▶ Seitenauszug:

╭──

Grammatikfrage indirekte Rede in der Vergangenheit

Ja. Aber. :wink: Das ist ja - bspw. im journalistischen Kontext - ein wertendes Zitat, eben weil Du hier syntaktisch den Wahrheitsgehalt graduell nur noch durch “die Info kommt von Alfred” in Frage stellst und den “zitierenden” Konjunktiv völlig vermeidest.
Will ich so richtig neutral bleiben, nach dem Motto “keine Ahnung, ob Alfred Scheiß’ erzählt …”, also sauber zitieren und nur das Zitat als solches als Info verkaufen, dann eben mit Konjunktiv Präsens (“… die Bilder **seien **besser …”).
Einig sind wir uns wohl alle, dass beim Konjunktiv im Präteritum (“… die Bilder **wären **besser …”) ein “Geschmäckle” mit auf den Weg gegeben wird, dass die Aussage vermutlich wohl Quark sein dürfte.

╰──

▶ Aufgeführte Datensätze:
╭──

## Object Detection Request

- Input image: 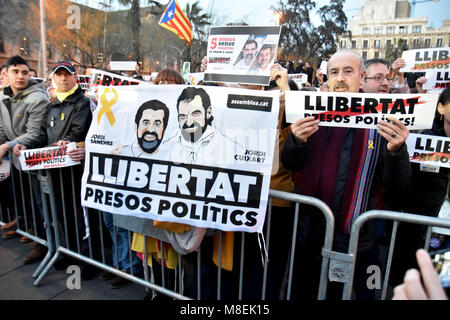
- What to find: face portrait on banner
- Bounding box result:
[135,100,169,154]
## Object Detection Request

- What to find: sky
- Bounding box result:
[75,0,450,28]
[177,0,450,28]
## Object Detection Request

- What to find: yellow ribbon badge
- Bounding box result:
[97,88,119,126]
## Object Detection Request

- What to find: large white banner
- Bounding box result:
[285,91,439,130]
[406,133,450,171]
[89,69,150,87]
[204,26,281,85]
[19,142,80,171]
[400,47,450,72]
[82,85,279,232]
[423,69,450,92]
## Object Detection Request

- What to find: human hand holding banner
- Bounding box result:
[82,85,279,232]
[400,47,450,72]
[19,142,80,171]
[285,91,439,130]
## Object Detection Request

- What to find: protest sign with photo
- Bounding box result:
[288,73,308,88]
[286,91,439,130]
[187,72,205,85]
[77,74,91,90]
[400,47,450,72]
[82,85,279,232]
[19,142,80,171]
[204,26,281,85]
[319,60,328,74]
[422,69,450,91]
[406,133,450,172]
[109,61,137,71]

╰──
╭──

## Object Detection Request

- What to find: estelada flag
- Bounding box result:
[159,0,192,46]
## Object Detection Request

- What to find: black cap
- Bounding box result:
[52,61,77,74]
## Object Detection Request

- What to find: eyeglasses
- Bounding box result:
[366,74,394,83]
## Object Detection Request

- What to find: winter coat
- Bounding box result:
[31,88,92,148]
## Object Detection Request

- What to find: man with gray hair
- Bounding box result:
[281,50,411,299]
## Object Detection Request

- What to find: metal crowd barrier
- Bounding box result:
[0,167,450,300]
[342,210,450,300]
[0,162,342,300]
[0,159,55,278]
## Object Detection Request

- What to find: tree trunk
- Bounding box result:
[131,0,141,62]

╰──

▶ Zu erledigende Aufgaben:
a - Erläutern Sie in ein bis drei Sätzen, weshalb die besprochene Formulierung im Text zur indirekten Rede als wertendes Zitat gilt.
b - Greifen Sie den Text zur indirekten Rede nach seinem letzten Satz auf und setzen Sie ihn fort.

▶ Gegebene Antworten:
a - Die Formulierung gilt als wertendes Zitat, weil sie den Wahrheitsgehalt syntaktisch nur noch über den Hinweis „die Info kommt von Alfred“ in Frage stellt. Den zitierenden Konjunktiv vermeidet sie dabei völlig.

b -
Für den Roman bleibe ich dabei, dass all diese “vermeintlich” und “plus/minus” Aussagen ja wohl gar nicht gemeint sind - ergo vielleicht die Nina’sche direkte Hilfsverb-Nutzung (“… **sind **besser …”), oder doch noch eine wörtliche Rede spendieren, damit’s eben nicht nach Journalisten-Deutsch oder gar nach Nominalstil klingt. Das finde ich allemal schlimmer als “zu viel” wörtliche Rede.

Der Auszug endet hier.